■ SOURCE EXTRACT
▼
The positive electrode active material may be or include, for example, a high nickel-based positive electrode active material having a nickel content that is greater than or equal to about 80 mol %, greater than or equal to about 85 mol %, greater than or equal to about 90 mol %, greater than or equal to about 91 mol %, or greater than or equal to about 94 mol % and less than or equal to about 99 mol % based on 100 mol % of the metal excluding lithium in the lithium transition metal composite oxide. The high-nickel-based positive electrode active material may be capable of achieving high capacity, and can be applied to a high-capacity, high-density rechargeable lithium battery.

An amount of the positive electrode active material may be in a range of about 90 wt % to about 99.5 wt % based on 100 wt % of the positive electrode active material layer. Amounts of the binder and the conductive material may be in a range of about 0.5 wt % to about 5 wt %, respectively, based on 100 wt % of the positive electrode active material layer.
▲
■ SUPPLIED MATERIAL
▼
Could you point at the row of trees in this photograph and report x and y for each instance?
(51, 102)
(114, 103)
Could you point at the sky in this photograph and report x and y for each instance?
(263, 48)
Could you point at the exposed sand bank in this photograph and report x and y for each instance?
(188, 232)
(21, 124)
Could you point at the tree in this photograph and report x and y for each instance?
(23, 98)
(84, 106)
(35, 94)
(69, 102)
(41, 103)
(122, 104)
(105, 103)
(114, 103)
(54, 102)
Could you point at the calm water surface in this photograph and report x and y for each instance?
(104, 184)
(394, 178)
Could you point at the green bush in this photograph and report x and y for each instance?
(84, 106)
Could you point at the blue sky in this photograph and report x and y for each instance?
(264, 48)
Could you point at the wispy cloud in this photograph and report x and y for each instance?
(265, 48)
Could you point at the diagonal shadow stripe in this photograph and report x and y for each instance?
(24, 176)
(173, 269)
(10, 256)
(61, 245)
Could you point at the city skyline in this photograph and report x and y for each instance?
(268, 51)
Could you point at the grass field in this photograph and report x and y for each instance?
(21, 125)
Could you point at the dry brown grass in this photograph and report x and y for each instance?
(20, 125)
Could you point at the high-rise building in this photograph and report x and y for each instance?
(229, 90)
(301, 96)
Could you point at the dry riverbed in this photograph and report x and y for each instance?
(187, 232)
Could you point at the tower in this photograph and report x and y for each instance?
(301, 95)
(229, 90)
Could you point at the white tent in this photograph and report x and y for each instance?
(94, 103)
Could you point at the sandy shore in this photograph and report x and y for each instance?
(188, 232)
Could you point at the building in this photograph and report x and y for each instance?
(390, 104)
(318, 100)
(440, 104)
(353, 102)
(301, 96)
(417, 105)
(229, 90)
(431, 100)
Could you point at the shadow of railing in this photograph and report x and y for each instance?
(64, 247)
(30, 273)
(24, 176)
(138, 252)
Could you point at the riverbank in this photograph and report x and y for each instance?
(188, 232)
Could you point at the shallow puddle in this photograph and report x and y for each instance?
▲
■ REQUIRED TASKS
1. According to the passage on positive electrode active material, what range is given for the amounts of the binder and the conductive material?
2. In the passage on positive electrode active material, switch "rechargeable" to "secondary" and write out the text between "The positive electrode active material may be or" and "rechargeable lithium battery.", inclusive.
3. Pick up the passage on positive electrode active material after its final sentence and continue writing it.
The records have no connection to the passage on positive electrode active material.

■ RESPONSES BY TASK
1. Each may range from about 0.5 wt % to about 5 wt %, based on 100 wt % of the positive electrode active material layer.

2.
The positive electrode active material may be or include, for example, a high nickel-based positive electrode active material having a nickel content that is greater than or equal to about 80 mol %, greater than or equal to about 85 mol %, greater than or equal to about 90 mol %, greater than or equal to about 91 mol %, or greater than or equal to about 94 mol % and less than or equal to about 99 mol % based on 100 mol % of the metal excluding lithium in the lithium transition metal composite oxide. The high-nickel-based positive electrode active material may be capable of achieving high capacity, and can be applied to a high-capacity, high-density secondary lithium battery.

3.
The binder is configured to attach the positive electrode active material particles to each other and also to attach the positive electrode active material to the current collector. Examples of the binder may include at least one of polyvinyl alcohol, carboxymethyl cellulose, hydroxypropyl cellulose, diacetyl cellulose, polyvinylchloride, carboxylated polyvinylchloride, polyvinylfluoride, a polymer including ethylene oxide, polyvinylpyrrolidone, polyurethane, polytetrafluoroethylene, polyvinylidene fluoride, polyethylene, polypropylene, a styrene-butadiene rubber, a (meth)acrylated styrene-butadiene rubber, an epoxy resin, a (meth)acrylic resin, a polyester resin, nylon, and the like, as non-limiting examples.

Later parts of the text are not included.